### What to work on:
In the news report below on the missing Russian general, how many sorties has the Russian airforce reportedly flown over Grozny in the past 24 hours?
Text segment Start Marker
The BBC's Rob Parsons in North Caucasus
"Grozny is becoming a smouldering ruin"
 real 28k

Andrew Harding reports from Moscow
"The battle for Grozny is raging more fiercely than ever"
 real 28k

Thursday, 20 January, 2000, 17:50 GMT
Russian general missing in Chechnya

Fate of General Malofeyev (centre) is not known

Russia's Defence Ministry has confirmed that one of its senior military commanders has gone missing in Chechnya.

Battle for the Caucasus
The ministry gave no further information, but reports from the capital, Grozny, said Major-General Mikhail Malofeyev was captured on Tuesday while taking part in the storming of the city.

The Russian news agency Itar-Tass later quoted witnesses as telling federal commanders that the Russian general had been killed by sniper fire in Grozny.

A prominent Chechen spokesman in the south of the breakaway republic told the BBC that General Malofeyev had been taken to a safe place outside the city to be questioned.

The spokesman, Movladi Udugov, confirmed intense fighting was continuing in Grozny with heavy loss of life.

soldier Russians help an injured soldier into a helicopter

Frenzied street fighting has been reported across the Chechen capital as Russian troops try to push deeper into the city.

According to one report, the Russians have admitted to losing 23 men in the past day alone.

The Chechens say 45 of their own fighters have been killed so far this week.

Both sides are widely suspected of under-reporting their own casualty figures.

Click here for a map of Grozny

The Russian airforce has continued to intensify its aerial bombardment of the city, with 200 sorties reported in the past 24 hours.
Text segment End Marker
The data Start Marker
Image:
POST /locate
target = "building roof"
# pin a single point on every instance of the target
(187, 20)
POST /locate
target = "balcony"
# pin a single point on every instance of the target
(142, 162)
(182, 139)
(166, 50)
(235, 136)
The data End Marker
### Response to the exercise:
200 sorties.